-- start --
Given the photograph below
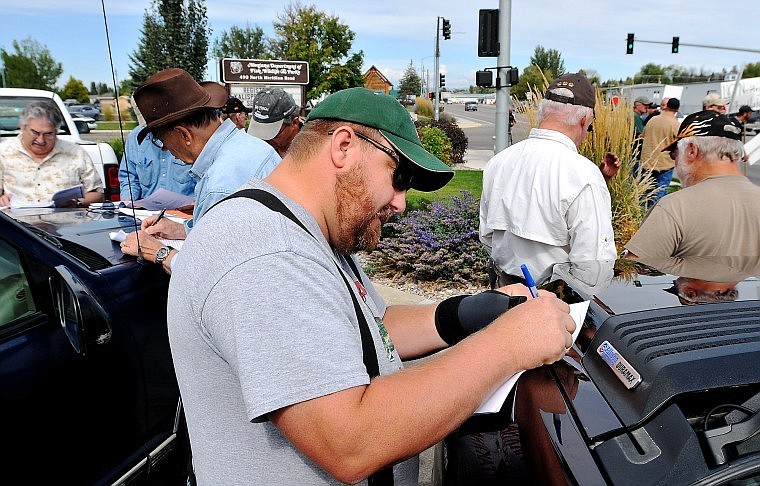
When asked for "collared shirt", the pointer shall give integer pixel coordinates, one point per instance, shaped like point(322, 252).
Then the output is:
point(35, 182)
point(544, 203)
point(145, 168)
point(716, 216)
point(657, 134)
point(228, 160)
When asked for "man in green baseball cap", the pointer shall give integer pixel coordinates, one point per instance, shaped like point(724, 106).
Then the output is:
point(289, 361)
point(386, 115)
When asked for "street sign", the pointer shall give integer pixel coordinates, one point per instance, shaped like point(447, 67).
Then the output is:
point(246, 92)
point(267, 71)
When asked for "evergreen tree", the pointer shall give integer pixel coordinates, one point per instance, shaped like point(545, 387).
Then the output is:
point(306, 34)
point(75, 89)
point(548, 60)
point(410, 83)
point(175, 34)
point(30, 66)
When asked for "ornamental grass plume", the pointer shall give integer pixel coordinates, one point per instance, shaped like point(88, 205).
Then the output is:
point(613, 132)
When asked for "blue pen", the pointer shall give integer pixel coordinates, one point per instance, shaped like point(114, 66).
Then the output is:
point(529, 281)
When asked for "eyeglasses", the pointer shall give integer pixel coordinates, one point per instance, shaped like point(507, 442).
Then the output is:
point(45, 135)
point(403, 174)
point(156, 141)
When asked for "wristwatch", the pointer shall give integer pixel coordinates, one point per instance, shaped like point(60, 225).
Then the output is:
point(162, 254)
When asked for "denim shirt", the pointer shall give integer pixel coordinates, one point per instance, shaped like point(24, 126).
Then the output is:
point(151, 168)
point(229, 159)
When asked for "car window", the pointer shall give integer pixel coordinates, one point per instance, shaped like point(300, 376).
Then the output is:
point(15, 295)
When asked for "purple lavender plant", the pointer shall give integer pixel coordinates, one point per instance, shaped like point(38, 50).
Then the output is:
point(439, 243)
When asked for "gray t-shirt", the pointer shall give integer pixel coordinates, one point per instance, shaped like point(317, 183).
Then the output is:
point(259, 319)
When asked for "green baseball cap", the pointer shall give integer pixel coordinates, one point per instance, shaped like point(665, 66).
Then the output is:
point(384, 113)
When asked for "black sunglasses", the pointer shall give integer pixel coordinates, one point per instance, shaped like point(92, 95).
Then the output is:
point(402, 174)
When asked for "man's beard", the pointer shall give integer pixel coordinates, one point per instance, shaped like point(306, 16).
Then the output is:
point(357, 226)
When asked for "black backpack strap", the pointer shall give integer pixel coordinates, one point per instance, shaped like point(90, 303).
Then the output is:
point(275, 204)
point(383, 477)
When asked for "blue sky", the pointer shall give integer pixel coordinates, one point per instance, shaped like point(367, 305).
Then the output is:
point(393, 32)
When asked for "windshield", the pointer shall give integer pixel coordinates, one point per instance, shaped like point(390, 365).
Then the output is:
point(10, 111)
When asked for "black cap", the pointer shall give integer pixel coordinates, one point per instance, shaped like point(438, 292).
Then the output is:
point(583, 93)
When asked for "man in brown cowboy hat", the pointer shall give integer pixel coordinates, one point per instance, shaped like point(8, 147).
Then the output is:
point(183, 118)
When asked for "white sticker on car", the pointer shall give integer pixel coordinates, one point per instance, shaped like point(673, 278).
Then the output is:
point(622, 368)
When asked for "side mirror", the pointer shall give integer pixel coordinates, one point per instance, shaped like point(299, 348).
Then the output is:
point(82, 126)
point(81, 316)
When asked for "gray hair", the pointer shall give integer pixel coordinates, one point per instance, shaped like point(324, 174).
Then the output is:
point(41, 109)
point(715, 147)
point(563, 112)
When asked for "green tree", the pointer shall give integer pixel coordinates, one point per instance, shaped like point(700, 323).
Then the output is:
point(548, 61)
point(30, 66)
point(652, 73)
point(410, 82)
point(306, 34)
point(175, 34)
point(239, 43)
point(75, 89)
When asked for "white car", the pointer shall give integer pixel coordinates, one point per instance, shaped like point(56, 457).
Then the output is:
point(88, 121)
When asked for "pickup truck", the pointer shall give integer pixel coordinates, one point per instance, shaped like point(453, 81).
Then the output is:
point(88, 393)
point(13, 101)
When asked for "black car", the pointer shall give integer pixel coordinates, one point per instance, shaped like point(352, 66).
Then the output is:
point(662, 386)
point(87, 387)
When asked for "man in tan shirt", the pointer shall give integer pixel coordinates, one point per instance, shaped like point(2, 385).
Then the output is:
point(657, 133)
point(717, 212)
point(35, 165)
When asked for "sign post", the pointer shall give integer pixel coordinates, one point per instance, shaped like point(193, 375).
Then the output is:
point(246, 77)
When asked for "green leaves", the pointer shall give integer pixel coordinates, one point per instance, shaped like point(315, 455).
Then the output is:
point(175, 34)
point(30, 66)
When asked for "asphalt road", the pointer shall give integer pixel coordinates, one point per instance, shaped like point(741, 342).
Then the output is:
point(480, 128)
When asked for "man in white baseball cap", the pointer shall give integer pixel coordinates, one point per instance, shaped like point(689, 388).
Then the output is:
point(275, 118)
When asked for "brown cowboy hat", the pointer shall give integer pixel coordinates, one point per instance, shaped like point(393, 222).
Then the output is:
point(172, 94)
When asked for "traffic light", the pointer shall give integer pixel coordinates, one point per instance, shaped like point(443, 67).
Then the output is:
point(446, 29)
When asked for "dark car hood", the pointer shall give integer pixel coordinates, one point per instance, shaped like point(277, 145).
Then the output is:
point(83, 228)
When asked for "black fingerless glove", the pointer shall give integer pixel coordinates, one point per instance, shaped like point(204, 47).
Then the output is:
point(458, 317)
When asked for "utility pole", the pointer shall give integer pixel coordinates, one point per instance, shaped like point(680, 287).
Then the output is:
point(502, 94)
point(436, 78)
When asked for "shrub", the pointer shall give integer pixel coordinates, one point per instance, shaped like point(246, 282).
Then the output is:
point(437, 143)
point(456, 135)
point(436, 244)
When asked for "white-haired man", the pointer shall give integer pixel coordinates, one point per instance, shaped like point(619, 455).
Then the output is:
point(716, 213)
point(543, 202)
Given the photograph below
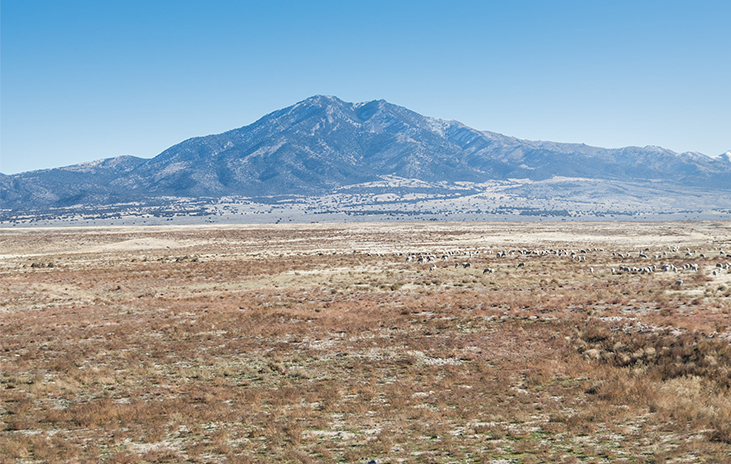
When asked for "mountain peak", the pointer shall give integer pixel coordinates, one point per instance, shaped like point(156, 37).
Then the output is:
point(323, 143)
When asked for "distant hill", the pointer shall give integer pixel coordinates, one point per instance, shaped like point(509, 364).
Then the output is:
point(323, 143)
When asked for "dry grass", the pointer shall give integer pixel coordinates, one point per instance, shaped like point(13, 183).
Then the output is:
point(322, 344)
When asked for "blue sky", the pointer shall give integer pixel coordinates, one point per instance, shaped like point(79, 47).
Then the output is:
point(84, 80)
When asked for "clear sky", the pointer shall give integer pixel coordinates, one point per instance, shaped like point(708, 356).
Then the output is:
point(84, 80)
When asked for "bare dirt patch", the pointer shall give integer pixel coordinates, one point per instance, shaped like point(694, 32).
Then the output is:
point(463, 342)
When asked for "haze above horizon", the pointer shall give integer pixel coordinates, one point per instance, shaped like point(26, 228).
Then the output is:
point(84, 80)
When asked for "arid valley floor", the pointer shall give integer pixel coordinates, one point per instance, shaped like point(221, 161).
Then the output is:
point(367, 343)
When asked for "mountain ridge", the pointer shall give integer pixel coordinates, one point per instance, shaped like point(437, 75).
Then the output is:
point(323, 143)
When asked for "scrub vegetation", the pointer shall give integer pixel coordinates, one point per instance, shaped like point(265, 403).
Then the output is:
point(366, 343)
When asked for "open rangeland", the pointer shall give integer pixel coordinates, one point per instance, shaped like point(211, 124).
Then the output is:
point(431, 342)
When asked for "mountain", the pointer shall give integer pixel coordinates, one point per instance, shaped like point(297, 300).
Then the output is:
point(323, 143)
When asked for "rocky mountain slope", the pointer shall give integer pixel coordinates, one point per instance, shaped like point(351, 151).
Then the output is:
point(323, 143)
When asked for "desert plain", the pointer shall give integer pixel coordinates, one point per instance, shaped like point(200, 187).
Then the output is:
point(367, 342)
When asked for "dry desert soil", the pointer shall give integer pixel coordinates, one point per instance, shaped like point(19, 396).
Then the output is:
point(370, 343)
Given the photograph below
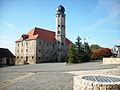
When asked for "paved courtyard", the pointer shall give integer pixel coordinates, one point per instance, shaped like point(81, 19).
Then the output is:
point(46, 76)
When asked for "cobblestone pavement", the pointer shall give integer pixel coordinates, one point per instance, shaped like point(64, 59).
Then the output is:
point(45, 76)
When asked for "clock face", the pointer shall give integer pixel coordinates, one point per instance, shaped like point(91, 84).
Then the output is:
point(115, 50)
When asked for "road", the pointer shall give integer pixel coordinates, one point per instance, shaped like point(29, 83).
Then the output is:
point(45, 76)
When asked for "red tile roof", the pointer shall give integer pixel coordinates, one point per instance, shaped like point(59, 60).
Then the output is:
point(43, 34)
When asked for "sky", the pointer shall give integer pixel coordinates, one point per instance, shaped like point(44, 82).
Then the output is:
point(96, 20)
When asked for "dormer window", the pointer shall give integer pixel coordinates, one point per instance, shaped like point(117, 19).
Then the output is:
point(58, 25)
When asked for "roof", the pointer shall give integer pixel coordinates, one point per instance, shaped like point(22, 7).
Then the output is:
point(39, 33)
point(5, 53)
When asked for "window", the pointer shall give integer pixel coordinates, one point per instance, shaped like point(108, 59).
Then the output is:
point(62, 44)
point(58, 32)
point(58, 42)
point(39, 42)
point(58, 25)
point(22, 44)
point(53, 45)
point(21, 57)
point(58, 15)
point(38, 58)
point(39, 50)
point(26, 50)
point(26, 43)
point(17, 57)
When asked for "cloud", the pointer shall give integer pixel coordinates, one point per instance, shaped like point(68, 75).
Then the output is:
point(100, 30)
point(111, 8)
point(10, 25)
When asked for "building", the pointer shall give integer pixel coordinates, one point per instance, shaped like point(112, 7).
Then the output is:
point(116, 51)
point(6, 57)
point(41, 45)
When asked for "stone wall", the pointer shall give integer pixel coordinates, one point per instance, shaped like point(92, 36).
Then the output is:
point(111, 60)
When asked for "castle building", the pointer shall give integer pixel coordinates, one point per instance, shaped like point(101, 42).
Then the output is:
point(41, 45)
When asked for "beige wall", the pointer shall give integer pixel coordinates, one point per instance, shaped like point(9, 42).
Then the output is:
point(25, 49)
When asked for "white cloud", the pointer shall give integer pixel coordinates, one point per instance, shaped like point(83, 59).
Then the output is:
point(100, 30)
point(112, 10)
point(10, 25)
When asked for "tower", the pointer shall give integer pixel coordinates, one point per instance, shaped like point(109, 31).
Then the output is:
point(60, 31)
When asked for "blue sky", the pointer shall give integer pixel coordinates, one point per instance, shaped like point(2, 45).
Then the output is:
point(96, 20)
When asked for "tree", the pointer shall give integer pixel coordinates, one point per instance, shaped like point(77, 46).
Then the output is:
point(79, 49)
point(78, 52)
point(100, 53)
point(94, 46)
point(72, 54)
point(87, 52)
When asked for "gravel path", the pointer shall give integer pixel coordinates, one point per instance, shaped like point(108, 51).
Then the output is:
point(44, 81)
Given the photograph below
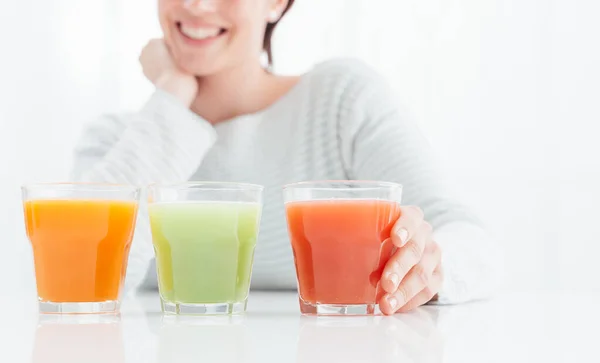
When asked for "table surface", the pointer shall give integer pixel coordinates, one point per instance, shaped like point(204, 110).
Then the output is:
point(516, 327)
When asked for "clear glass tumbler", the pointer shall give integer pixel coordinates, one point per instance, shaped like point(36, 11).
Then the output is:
point(204, 236)
point(81, 236)
point(340, 235)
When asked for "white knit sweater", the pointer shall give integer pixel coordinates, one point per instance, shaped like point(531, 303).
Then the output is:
point(338, 122)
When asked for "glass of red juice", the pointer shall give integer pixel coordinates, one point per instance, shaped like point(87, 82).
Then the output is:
point(340, 235)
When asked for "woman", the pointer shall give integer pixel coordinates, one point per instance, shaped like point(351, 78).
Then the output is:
point(217, 114)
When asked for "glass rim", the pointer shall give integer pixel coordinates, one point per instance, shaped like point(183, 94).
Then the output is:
point(330, 185)
point(207, 185)
point(83, 186)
-- end --
**GIVEN INSTRUCTION**
Copy out the lines of the material above, word for word, from the line containing "like point(60, 225)." through the line containing "point(229, 159)".

**WORKED SOLUTION**
When asked for "wristwatch", the pointer shall give integer pixel coordinates, one point per instance, shaped like point(60, 225).
Then the output is:
point(162, 254)
When asked for "denim shirt", the pointer shall give integer pixel coordinates, one point per instance, shaped like point(24, 126).
Then the output is:
point(151, 168)
point(229, 159)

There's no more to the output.